— Start Exercise inputs —

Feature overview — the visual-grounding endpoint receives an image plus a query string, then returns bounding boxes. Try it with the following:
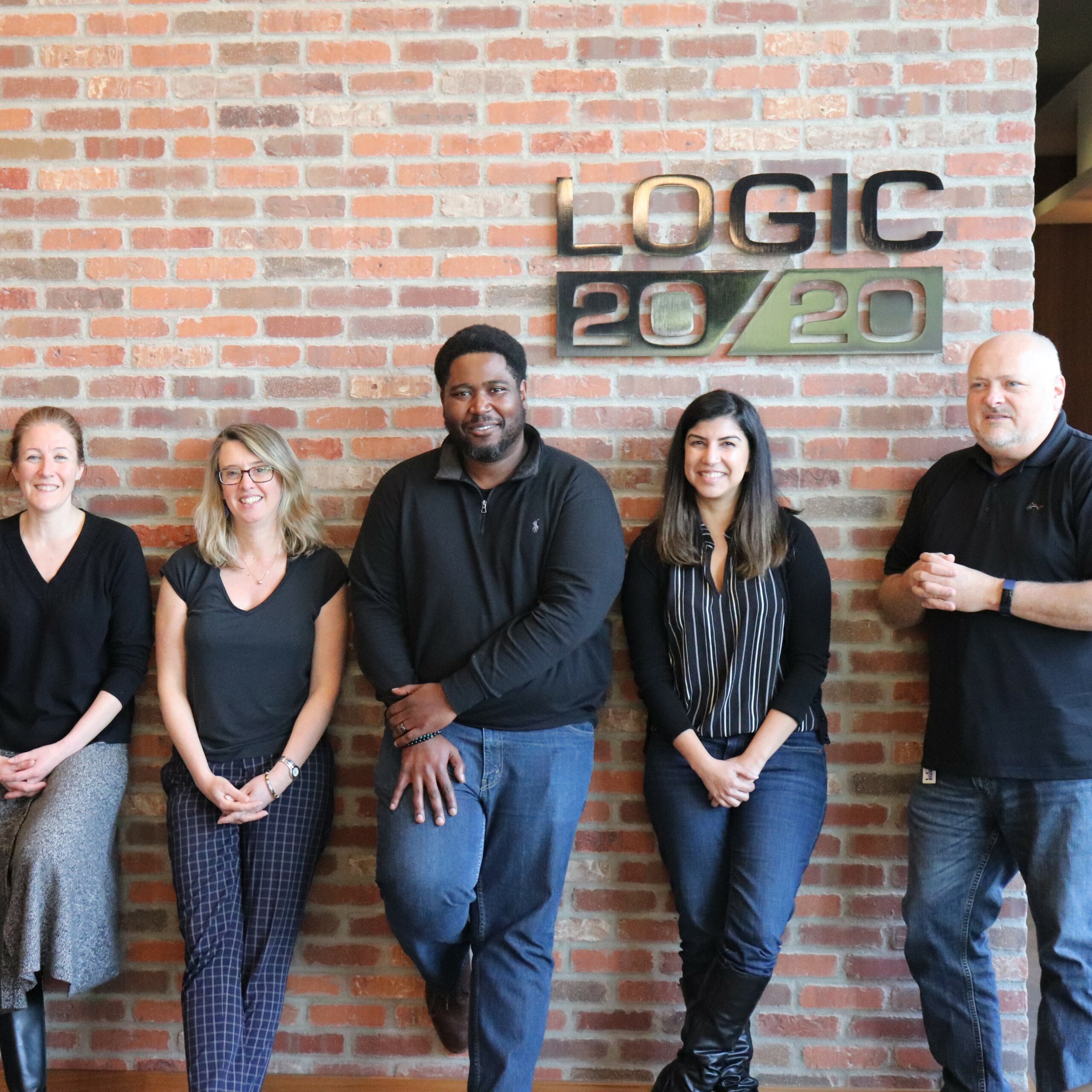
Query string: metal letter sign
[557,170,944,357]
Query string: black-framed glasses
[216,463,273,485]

— End Exercise inputs —
— Start Exercise inputs —

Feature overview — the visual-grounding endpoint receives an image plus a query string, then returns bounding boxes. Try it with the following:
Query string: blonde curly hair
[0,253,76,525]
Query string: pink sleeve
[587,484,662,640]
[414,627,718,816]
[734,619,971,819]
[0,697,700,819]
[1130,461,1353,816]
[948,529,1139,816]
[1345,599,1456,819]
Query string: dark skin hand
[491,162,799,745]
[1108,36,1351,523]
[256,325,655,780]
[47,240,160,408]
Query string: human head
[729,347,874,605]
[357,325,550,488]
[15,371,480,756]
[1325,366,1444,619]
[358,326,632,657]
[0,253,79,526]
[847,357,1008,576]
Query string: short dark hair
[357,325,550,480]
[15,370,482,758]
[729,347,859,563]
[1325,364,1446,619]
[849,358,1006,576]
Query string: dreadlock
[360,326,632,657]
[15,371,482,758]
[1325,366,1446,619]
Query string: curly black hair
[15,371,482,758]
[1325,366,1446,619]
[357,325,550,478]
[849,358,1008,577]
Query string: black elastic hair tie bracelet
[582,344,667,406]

— End Exercise inputs —
— Start Exercise inputs —

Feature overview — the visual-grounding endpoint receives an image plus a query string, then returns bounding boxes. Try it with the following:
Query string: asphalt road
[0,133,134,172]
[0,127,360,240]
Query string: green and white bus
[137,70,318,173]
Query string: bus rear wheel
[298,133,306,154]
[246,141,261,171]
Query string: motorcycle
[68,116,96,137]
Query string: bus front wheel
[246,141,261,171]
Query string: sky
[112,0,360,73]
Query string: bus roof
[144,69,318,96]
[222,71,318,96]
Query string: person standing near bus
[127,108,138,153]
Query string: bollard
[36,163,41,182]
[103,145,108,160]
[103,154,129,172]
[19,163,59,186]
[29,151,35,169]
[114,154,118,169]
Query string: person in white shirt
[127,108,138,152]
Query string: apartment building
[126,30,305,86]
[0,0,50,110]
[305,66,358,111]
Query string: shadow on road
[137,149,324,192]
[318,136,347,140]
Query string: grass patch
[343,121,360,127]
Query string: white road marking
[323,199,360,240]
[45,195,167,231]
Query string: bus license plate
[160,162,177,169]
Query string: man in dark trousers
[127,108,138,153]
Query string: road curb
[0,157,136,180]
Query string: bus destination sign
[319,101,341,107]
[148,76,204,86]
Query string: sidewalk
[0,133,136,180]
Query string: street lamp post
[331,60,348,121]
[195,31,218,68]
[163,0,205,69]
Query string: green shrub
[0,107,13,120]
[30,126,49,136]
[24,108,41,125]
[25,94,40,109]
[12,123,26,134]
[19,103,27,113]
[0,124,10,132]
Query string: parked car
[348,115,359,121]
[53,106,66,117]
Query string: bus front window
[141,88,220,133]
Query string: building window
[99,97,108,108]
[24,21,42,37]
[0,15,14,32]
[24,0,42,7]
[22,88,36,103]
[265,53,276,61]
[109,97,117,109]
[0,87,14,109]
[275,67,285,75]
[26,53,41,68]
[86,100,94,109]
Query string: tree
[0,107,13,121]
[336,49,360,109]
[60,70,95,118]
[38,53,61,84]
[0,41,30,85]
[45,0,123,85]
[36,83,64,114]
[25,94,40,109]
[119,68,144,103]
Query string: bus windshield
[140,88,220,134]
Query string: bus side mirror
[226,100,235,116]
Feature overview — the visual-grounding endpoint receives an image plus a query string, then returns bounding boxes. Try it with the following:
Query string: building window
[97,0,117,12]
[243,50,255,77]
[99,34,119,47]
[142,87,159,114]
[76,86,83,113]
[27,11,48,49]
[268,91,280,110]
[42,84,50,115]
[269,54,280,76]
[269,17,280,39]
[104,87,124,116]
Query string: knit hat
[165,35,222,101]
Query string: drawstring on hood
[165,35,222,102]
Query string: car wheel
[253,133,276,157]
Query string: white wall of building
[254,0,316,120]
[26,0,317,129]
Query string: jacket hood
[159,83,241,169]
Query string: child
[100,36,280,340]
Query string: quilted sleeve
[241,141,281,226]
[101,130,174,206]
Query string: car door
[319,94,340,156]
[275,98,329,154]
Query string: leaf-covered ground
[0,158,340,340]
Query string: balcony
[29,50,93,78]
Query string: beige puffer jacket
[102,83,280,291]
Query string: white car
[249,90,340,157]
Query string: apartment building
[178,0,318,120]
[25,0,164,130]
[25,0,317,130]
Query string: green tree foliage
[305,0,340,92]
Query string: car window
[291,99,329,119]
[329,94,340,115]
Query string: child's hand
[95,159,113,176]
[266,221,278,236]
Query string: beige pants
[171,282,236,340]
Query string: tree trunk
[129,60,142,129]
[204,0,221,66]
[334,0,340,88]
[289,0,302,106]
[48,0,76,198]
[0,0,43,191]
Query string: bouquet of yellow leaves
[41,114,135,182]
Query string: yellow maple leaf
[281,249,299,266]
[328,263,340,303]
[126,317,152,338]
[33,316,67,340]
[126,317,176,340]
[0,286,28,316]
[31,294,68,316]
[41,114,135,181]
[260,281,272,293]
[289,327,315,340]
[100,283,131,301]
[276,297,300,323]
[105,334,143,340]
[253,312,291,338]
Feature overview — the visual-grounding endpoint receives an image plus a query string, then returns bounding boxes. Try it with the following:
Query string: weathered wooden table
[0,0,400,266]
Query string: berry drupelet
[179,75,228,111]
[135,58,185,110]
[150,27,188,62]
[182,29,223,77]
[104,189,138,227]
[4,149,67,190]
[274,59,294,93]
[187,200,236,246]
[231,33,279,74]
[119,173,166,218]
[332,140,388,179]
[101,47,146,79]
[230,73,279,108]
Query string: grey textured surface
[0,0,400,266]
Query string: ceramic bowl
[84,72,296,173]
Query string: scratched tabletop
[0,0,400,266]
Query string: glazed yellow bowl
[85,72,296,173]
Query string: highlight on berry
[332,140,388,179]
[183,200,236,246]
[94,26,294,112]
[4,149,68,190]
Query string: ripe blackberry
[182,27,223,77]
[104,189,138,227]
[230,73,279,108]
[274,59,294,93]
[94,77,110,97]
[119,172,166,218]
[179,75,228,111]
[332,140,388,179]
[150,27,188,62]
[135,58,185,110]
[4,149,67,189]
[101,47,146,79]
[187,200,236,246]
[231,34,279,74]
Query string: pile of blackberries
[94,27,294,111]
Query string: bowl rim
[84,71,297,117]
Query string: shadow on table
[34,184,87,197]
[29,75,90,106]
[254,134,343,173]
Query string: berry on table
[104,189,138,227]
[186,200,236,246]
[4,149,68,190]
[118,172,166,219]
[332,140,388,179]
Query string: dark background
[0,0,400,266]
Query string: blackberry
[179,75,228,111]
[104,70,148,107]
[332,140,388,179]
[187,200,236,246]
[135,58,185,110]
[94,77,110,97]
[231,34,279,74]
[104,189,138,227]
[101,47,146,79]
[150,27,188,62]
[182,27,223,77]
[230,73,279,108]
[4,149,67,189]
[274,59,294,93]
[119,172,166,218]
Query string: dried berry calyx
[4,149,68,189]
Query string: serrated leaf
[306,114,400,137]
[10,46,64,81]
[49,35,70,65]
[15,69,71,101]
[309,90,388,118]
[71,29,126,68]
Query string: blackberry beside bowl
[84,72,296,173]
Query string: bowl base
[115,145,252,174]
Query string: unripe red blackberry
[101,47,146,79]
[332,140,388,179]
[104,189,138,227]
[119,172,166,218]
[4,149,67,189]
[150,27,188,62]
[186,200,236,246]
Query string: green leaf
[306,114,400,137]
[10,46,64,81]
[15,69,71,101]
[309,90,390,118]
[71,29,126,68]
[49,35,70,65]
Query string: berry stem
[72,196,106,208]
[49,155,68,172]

— End Exercise inputs —

• Your goal: Change "bus" to "coach" in the stretch from the line containing "Query string: white road marking" through the line containing "[141,88,220,133]", and give back only that stretch with nothing else altered.

• Written solution:
Query string: white road marking
[323,199,360,240]
[45,195,167,231]
Query string: coach license plate
[160,162,177,169]
Query string: man in dark trousers
[127,108,138,153]
Query string: road curb
[0,157,136,180]
Query string: coach destination sign
[319,101,341,107]
[148,76,204,86]
Query string: sidewalk
[0,133,136,180]
Query string: street lamp post
[331,60,348,121]
[195,31,218,68]
[163,0,205,69]
Query string: green shrub
[0,107,13,120]
[30,126,49,136]
[24,108,41,125]
[25,94,40,109]
[12,123,26,134]
[19,103,27,113]
[0,124,10,132]
Query string: parked car
[348,115,359,121]
[53,106,66,117]
Query string: coach front window
[141,88,220,133]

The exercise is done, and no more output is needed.